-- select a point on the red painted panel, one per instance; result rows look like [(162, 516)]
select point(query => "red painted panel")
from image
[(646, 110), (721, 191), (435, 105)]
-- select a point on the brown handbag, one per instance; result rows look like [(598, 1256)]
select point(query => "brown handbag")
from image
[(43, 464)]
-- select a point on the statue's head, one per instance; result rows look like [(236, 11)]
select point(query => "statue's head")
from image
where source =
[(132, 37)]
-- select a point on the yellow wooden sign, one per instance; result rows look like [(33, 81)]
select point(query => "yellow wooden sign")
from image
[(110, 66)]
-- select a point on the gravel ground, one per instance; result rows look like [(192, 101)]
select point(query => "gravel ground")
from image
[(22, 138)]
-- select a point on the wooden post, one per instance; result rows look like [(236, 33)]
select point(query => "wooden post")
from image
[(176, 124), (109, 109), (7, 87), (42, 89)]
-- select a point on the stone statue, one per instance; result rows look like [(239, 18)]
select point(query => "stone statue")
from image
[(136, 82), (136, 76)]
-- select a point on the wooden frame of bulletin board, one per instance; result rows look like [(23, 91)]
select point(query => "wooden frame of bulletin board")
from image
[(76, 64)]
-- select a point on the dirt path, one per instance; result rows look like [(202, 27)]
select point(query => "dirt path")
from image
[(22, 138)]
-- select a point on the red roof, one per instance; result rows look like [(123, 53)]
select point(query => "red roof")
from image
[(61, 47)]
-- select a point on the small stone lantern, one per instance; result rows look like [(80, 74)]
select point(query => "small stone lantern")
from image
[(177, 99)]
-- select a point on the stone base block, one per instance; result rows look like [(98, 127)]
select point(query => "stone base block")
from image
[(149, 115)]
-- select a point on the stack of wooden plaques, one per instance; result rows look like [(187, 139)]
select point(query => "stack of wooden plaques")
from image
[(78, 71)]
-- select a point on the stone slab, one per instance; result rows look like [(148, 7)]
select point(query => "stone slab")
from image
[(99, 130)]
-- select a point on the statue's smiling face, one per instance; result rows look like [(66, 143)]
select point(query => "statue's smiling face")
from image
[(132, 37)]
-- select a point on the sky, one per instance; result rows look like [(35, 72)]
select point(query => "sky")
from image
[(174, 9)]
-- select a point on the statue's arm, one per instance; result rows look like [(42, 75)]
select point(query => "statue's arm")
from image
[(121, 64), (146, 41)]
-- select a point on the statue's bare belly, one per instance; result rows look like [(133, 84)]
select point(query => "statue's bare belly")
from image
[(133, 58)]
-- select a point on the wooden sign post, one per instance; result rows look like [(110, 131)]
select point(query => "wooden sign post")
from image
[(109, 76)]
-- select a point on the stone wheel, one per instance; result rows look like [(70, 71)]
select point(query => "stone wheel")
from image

━━━━━━━━━━━━━━━━━━━━━━━━━━━━━━

### What the task requires
Please write out everything from the line containing "-- select a point on the stone base" down to the line containing "[(109, 76)]" again, swapping "stone slab" for "stone tablet" and leaving everything else unchanged.

### Written response
-- select a point on the stone base block, one per instance; result rows look like [(98, 127)]
select point(query => "stone base block")
from image
[(149, 115)]
-- select a point on the stack of wooden plaques, one per instance; result rows look like [(187, 139)]
select point(query => "stack of wooden plaques")
from image
[(78, 71)]
-- select a point on the stone tablet, one per instance; result rows look like [(148, 7)]
select point(query => "stone tablet")
from image
[(99, 130)]
-- select a point on the statue's smiling face, one per instance; result rows look like [(66, 143)]
select point(query => "statue's smiling face")
from image
[(132, 37)]
-- select a point on the sky, one per instance; result rows look like [(35, 72)]
select point(query => "sky")
from image
[(174, 9)]
-- select a point on the statue's arm, one per instance; result rows look like [(42, 75)]
select point(query => "statue's arm")
from image
[(121, 64), (146, 41)]
-- select a point on the statue's bare belly, one per instance; result rows look like [(133, 84)]
select point(query => "statue's bare belly")
from image
[(133, 58)]
-- select a point on the wooden sign post, one per instance; result rows look like [(110, 131)]
select point(query => "wooden sign post")
from image
[(109, 76)]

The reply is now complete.